Written task:
Echo the rows below exactly, from the line containing "Indicate the water" through the final row, with both ends included.

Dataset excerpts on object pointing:
-- start --

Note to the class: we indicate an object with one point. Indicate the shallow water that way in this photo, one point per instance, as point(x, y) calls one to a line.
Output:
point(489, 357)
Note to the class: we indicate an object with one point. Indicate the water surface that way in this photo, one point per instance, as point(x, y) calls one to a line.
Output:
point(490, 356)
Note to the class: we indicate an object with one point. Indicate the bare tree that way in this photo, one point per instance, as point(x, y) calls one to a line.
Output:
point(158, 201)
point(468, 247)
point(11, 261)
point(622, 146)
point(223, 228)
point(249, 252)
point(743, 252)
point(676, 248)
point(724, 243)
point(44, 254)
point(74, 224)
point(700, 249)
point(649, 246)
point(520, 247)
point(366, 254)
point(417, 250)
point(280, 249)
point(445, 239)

-- end --

Problem solution:
Note to the class: we indicate an object with one point. Indicate the water surface that way in this photo, one point per instance, as point(x, y) calls one to a line.
Output:
point(490, 356)
Note to the class: we indicate an object with one point. Indicate the bare tree that way in this photo, one point per instance, as point(x, y) calls one to a line.
Output:
point(158, 201)
point(468, 247)
point(11, 261)
point(622, 146)
point(223, 228)
point(249, 252)
point(743, 252)
point(676, 248)
point(724, 243)
point(44, 254)
point(74, 224)
point(700, 249)
point(649, 246)
point(520, 247)
point(366, 254)
point(417, 250)
point(280, 249)
point(445, 239)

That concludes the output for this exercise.